• Data provided
++++++

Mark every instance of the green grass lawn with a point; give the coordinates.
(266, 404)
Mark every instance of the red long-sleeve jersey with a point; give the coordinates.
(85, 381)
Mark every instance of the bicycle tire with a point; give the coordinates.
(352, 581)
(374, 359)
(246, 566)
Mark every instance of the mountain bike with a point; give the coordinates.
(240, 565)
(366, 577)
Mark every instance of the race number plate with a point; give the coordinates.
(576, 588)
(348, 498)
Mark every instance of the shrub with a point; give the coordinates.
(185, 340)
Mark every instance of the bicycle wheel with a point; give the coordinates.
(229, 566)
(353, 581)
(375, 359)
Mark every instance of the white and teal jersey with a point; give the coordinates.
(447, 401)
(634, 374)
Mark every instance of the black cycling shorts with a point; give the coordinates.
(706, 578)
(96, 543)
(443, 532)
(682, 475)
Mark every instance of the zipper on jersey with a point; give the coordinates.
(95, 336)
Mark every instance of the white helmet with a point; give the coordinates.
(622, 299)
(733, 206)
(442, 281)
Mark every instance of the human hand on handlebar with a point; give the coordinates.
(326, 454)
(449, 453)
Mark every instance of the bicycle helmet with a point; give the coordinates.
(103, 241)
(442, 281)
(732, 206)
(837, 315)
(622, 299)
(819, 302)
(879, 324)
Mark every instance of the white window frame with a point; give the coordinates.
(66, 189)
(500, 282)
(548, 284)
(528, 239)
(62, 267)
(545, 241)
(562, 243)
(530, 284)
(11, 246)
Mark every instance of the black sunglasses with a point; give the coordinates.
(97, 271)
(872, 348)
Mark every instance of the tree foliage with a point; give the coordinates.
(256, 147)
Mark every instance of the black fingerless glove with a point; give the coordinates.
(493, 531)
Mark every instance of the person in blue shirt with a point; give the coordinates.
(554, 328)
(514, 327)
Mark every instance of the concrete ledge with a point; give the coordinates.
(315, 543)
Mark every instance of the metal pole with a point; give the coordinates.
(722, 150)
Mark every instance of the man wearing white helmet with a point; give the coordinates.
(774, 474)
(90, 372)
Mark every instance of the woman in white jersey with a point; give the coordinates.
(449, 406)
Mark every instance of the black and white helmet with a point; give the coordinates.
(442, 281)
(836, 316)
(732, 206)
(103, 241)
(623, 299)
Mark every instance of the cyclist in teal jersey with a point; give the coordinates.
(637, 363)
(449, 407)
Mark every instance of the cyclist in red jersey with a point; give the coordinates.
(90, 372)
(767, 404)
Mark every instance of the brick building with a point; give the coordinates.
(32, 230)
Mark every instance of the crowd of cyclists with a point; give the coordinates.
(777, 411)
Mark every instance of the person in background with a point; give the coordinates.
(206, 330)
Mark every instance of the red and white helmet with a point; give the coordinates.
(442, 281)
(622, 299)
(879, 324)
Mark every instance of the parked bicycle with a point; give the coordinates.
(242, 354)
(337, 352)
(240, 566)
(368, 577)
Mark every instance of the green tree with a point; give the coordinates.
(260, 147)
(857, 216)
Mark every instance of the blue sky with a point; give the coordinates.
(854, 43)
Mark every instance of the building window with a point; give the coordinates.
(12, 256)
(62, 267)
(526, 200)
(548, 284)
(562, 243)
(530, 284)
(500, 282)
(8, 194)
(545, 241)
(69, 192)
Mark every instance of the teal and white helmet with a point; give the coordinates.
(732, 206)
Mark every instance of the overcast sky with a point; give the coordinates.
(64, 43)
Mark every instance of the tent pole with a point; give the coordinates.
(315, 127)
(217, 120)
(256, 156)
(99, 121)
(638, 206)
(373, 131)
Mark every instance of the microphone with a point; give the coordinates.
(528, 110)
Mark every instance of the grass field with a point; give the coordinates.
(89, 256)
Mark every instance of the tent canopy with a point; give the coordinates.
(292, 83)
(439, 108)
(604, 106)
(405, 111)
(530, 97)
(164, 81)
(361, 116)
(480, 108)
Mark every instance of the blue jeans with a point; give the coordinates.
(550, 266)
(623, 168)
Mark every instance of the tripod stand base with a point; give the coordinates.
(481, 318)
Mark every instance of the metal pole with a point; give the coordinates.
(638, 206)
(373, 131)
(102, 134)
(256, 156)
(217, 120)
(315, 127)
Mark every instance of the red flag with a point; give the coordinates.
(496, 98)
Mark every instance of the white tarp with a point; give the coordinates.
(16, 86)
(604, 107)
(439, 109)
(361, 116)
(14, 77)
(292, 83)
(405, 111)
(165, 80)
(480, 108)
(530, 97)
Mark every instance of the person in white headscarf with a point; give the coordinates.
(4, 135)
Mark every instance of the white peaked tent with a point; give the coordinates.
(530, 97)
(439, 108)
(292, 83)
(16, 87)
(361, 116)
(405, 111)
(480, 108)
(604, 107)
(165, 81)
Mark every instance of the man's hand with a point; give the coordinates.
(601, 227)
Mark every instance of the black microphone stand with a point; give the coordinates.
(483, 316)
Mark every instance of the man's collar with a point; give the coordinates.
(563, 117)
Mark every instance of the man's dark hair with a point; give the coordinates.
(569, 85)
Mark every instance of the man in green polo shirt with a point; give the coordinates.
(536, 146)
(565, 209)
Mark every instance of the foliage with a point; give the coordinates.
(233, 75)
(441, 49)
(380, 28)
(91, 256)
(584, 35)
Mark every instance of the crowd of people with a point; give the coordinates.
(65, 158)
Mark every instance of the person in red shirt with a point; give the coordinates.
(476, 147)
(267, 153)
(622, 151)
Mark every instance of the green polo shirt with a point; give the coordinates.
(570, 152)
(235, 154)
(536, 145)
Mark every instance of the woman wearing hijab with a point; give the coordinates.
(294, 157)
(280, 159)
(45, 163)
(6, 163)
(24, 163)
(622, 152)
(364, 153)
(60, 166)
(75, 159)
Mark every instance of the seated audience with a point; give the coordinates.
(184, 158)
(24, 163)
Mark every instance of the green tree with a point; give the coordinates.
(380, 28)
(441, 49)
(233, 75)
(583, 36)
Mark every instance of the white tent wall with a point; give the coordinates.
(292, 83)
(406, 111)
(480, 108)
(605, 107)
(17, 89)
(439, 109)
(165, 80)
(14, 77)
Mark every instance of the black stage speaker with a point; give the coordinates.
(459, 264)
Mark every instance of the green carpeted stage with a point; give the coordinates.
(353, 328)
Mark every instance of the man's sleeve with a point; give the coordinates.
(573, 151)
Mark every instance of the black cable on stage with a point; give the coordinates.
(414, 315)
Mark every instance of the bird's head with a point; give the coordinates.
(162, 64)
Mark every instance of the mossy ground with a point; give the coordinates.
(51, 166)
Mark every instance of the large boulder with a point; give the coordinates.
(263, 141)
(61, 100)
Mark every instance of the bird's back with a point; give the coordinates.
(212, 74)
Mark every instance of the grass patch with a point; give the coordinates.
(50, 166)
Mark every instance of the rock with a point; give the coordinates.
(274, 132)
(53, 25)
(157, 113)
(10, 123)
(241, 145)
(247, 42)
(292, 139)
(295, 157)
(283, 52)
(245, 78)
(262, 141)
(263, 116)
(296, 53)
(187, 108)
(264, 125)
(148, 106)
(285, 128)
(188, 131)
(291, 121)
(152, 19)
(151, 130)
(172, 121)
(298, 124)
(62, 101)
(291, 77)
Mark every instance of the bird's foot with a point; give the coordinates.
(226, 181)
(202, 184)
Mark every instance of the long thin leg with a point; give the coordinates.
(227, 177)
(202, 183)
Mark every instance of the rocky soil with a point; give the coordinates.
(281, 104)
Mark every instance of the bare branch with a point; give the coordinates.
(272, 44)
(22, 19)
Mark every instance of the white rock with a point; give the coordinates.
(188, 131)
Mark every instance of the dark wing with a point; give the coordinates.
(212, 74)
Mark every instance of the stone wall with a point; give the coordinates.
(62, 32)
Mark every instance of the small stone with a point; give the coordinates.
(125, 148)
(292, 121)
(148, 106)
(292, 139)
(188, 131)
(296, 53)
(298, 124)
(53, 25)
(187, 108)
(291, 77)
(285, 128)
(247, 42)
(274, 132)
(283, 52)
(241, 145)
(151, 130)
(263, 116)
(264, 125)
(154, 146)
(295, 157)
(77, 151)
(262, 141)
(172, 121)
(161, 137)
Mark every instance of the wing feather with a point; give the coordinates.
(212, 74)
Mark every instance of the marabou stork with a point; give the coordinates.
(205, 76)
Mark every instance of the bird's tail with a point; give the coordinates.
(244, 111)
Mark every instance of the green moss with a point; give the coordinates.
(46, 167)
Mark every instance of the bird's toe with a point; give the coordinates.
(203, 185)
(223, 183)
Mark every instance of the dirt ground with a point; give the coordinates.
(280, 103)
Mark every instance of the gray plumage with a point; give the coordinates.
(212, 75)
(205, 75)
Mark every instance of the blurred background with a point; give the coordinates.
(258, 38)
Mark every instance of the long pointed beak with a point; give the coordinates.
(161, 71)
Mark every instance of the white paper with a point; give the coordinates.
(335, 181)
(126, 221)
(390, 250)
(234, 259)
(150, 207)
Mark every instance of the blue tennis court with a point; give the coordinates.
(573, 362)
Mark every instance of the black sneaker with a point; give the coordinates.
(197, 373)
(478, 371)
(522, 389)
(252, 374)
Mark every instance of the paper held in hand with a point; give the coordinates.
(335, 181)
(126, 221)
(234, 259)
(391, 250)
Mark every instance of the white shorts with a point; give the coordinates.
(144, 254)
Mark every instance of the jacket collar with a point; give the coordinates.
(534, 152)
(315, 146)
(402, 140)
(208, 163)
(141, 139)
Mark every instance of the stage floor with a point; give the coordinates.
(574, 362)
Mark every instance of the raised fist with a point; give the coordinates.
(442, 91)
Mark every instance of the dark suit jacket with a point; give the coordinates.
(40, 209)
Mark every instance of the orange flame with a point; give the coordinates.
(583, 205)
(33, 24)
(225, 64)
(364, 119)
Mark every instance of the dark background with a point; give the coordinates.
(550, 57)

++++++

• About this exercise
The response is the exact set of lines from the one holding "Mark every instance of the long pointed" through the last line of the material.

• Answer box
Mark every instance of the long pointed beak with a point; give the coordinates.
(161, 71)
Mark every instance of the white paper with a point; give the coordinates.
(335, 181)
(126, 221)
(390, 250)
(234, 259)
(150, 207)
Mark every instance of the blue tennis court with a point; give the coordinates.
(573, 362)
Mark every instance of the black sneaker with a point; give the coordinates.
(197, 373)
(478, 371)
(522, 389)
(252, 374)
Mark every instance of the paper held in hand with a point; give the coordinates.
(335, 181)
(126, 221)
(234, 259)
(391, 250)
Mark every instance of the white shorts with a point; give the coordinates.
(144, 254)
Mark every instance of the jacket collar with a point; give the coordinates.
(534, 152)
(315, 146)
(402, 140)
(208, 163)
(141, 139)
Mark every instance of the stage floor with a point; give the coordinates.
(574, 362)
Mark every instance of the raised fist with a point; give the coordinates.
(442, 91)
Mark every instance of the dark suit jacket with a point; give the coordinates.
(40, 209)
Mark every instance of the orange flame with a point; give the coordinates.
(583, 205)
(33, 24)
(225, 64)
(364, 119)
Mark every instance of the dark background with a point; give the coordinates.
(550, 57)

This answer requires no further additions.